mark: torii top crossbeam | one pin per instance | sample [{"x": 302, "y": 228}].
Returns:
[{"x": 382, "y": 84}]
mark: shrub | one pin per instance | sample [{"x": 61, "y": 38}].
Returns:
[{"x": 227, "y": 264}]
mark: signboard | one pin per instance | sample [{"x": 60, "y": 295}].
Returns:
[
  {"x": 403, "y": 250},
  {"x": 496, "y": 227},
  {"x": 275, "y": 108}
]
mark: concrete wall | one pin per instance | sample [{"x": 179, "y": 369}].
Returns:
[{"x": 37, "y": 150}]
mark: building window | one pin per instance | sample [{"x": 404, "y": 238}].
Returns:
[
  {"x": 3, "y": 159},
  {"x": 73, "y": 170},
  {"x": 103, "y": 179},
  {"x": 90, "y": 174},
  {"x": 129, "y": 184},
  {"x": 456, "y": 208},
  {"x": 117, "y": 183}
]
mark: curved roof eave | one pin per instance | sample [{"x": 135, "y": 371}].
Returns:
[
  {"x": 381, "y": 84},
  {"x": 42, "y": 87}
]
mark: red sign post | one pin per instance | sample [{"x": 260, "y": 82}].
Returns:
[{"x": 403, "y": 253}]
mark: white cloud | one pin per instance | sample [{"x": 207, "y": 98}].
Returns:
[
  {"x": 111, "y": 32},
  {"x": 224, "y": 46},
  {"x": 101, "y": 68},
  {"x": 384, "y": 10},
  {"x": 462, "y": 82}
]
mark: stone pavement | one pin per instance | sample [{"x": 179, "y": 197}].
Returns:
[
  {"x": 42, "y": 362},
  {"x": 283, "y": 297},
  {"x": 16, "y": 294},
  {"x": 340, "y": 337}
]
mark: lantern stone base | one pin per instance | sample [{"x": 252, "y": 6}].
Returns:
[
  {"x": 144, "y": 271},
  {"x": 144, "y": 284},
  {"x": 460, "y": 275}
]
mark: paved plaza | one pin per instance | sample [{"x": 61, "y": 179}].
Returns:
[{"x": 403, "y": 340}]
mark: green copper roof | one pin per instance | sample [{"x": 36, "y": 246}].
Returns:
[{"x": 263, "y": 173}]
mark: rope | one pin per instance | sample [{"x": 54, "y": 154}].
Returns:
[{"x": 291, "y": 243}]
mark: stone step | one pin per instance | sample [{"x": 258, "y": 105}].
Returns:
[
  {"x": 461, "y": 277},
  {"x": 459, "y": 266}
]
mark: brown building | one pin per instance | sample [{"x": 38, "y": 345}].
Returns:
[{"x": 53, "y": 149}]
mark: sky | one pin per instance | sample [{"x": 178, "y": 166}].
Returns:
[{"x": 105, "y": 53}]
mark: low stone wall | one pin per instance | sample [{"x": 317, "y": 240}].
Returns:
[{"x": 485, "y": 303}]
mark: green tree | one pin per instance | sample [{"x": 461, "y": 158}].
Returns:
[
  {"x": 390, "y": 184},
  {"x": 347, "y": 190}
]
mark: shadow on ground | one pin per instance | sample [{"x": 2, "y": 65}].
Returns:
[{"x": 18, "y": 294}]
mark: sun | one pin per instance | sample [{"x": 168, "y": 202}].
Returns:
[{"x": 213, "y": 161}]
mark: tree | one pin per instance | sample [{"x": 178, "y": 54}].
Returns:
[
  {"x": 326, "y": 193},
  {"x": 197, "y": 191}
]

## Stated exercise:
Repeat the preceding lines exactly, please, every one of them.

## Finished task:
mark: torii top crossbeam | one pin per instance | sample [{"x": 302, "y": 228}].
Returns:
[{"x": 382, "y": 84}]
mark: shrub | one pin per instance | sample [{"x": 61, "y": 38}].
Returns:
[{"x": 227, "y": 264}]
mark: signboard | one pin per instance | sample [{"x": 60, "y": 295}].
Returns:
[
  {"x": 403, "y": 250},
  {"x": 496, "y": 227},
  {"x": 275, "y": 108}
]
mark: concrete wall | one pin per instance | sample [{"x": 179, "y": 369}].
Returns:
[{"x": 37, "y": 150}]
mark: building window | one pin per instance | sample [{"x": 404, "y": 238}].
Returns:
[
  {"x": 3, "y": 159},
  {"x": 73, "y": 170},
  {"x": 103, "y": 179},
  {"x": 90, "y": 174},
  {"x": 129, "y": 184},
  {"x": 456, "y": 208},
  {"x": 117, "y": 183}
]
mark: curved roof eave | one pin per instance | sample [{"x": 135, "y": 371}].
Returns:
[
  {"x": 381, "y": 84},
  {"x": 42, "y": 87}
]
mark: red sign post | one pin per instance | sample [{"x": 260, "y": 82}].
Returns:
[{"x": 403, "y": 253}]
mark: white cloud | one pin per instance | sample [{"x": 207, "y": 98}].
Returns:
[
  {"x": 111, "y": 32},
  {"x": 224, "y": 46},
  {"x": 101, "y": 68},
  {"x": 384, "y": 10},
  {"x": 462, "y": 82}
]
mark: stone pavement | one pin per instance | sample [{"x": 179, "y": 197}].
Returns:
[
  {"x": 42, "y": 362},
  {"x": 283, "y": 297},
  {"x": 16, "y": 294},
  {"x": 340, "y": 337}
]
mark: lantern stone base | one pin per instance | sample [{"x": 252, "y": 6}].
Returns:
[
  {"x": 144, "y": 271},
  {"x": 144, "y": 284},
  {"x": 460, "y": 275}
]
mark: paved plaza | one pin per instance | sample [{"x": 61, "y": 179}].
Returns:
[{"x": 403, "y": 340}]
mark: green copper roof | one pin per instance | sample [{"x": 36, "y": 246}].
Returns:
[{"x": 263, "y": 173}]
mark: rope | one pin per instance | sample [{"x": 54, "y": 154}].
Returns:
[{"x": 291, "y": 243}]
mark: stone step | one pin per instance | sample [{"x": 258, "y": 105}].
Returns:
[
  {"x": 461, "y": 277},
  {"x": 459, "y": 266}
]
mark: brown building | one pin per instance | sample [{"x": 38, "y": 345}].
Returns:
[{"x": 53, "y": 149}]
mark: sky | one pin per instance | sample [{"x": 178, "y": 166}].
Returns:
[{"x": 105, "y": 53}]
mark: low stone wall | one pin per instance | sample [{"x": 317, "y": 240}].
Returns:
[{"x": 485, "y": 303}]
mark: green tree | one pin per instance | sample [{"x": 461, "y": 158}].
Returns:
[
  {"x": 390, "y": 184},
  {"x": 347, "y": 190}
]
mark: shadow on ground | one pin per instance | sample [{"x": 2, "y": 65}].
Returns:
[{"x": 18, "y": 294}]
mark: sun | one pin per instance | sample [{"x": 168, "y": 202}].
Returns:
[{"x": 213, "y": 161}]
mark: tree | one pin per instance | sample [{"x": 178, "y": 54}].
Returns:
[
  {"x": 326, "y": 193},
  {"x": 197, "y": 191}
]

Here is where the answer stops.